### Yapılacaklar
- a) Harbiyelilerin tahliyesini konu alan metinde yazar, başlıktaki imayı öne sürerken kaç ve ne tür önermeye dayandığını belirtiyor?
- b) Verilen satırlardan, "Where can you see the kitten's body" ifadesini içeren satırdan başlayıp satırların sonuna kadar uzanan bölümü, ilk ve son satır dahil, hiçbir değişiklik yapmadan yazınız.

### Seçilmiş Metin
· · · · ·

Başlıktaki sorunun ilk anda absürd bir tını verdiği açık. Çünkü “acaba Harbiyelilerin tahliyesine Erdoğan mı onay verdi” gibi bir imayı içeriyor ve bu da Gülencileri “altı ibadet, ortası ticaret, üstü ihanet” diye tabakalandıran bakışın tümden rafa kaldırılıp herkesin aynı çuvala atıldığı 15 Temmuz sonrasının “artık bunlara su bile yok” atmosferiyle bağdaşmıyor. Yani böyle bir şey olamaz, çünkü iktidarın “FETÖ’yle mücadele” çizgisi bildiğimiz sertliğini bugün de koruyor.
Fakat işte, bütün bunlara rağmen başlıkta gerçekten de bunu ima ediyorum: Acaba Harbiyelilerin tahliyesinin siyasi bir anlamı var mı, yani Erdoğan bu yönde bir inisiyatif kullanmış olabilir mi?
Bunu öne sürerken biri varsayımsal öbürü olgusal iki önermeye dayanıyorum.
Varsayımsal olan şu: Acaba iktidar seçimlere doğru bazı kesimlere sopa gösterirken bazı kesimlere çiçek sunmak gibi bir yol izlemeye karar vermiş olabilir mi?

· · · · ·

[Bir işaretleme veri kümesinden satırlar]
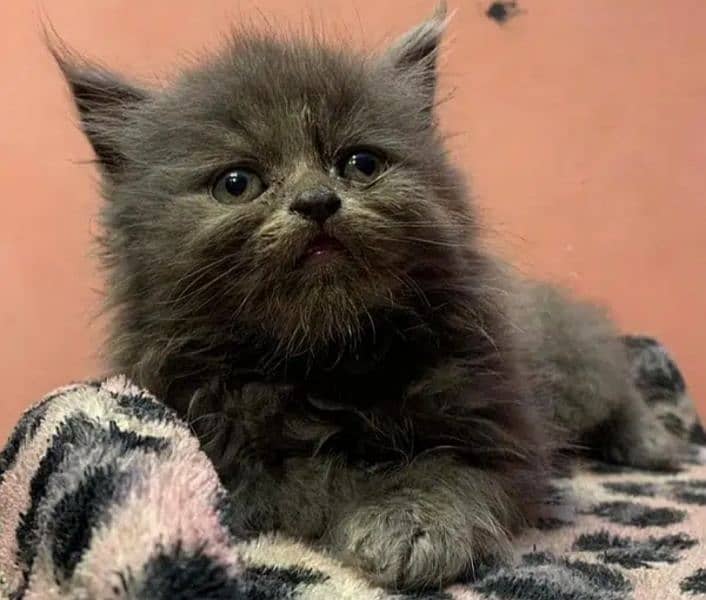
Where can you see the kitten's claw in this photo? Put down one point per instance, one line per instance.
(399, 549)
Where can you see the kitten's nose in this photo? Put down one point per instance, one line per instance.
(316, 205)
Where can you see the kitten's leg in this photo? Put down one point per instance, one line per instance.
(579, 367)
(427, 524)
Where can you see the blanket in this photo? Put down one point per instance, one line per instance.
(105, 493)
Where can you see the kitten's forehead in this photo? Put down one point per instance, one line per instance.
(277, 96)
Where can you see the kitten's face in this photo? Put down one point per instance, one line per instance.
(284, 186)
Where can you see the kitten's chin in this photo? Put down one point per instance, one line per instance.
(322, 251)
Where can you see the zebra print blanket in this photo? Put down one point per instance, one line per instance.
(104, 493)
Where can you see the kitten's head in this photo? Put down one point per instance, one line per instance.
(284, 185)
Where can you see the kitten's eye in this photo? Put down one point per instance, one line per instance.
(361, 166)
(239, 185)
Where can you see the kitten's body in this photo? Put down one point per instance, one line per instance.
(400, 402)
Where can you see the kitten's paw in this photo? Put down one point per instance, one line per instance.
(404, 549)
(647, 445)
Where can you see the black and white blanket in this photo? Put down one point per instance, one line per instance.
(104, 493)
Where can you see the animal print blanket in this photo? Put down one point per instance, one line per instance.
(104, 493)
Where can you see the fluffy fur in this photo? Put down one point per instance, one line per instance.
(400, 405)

· · · · ·

### Cevap Anahtarı
- a) Biri varsayımsal, öbürü olgusal iki önermeye.

- b)
Where can you see the kitten's body in this photo? Put down one point per instance, one line per instance.
(400, 402)
Where can you see the kitten's paw in this photo? Put down one point per instance, one line per instance.
(404, 549)
(647, 445)
Where can you see the black and white blanket in this photo? Put down one point per instance, one line per instance.
(104, 493)
Where can you see the animal print blanket in this photo? Put down one point per instance, one line per instance.
(104, 493)
Where can you see the fluffy fur in this photo? Put down one point per instance, one line per instance.
(400, 405)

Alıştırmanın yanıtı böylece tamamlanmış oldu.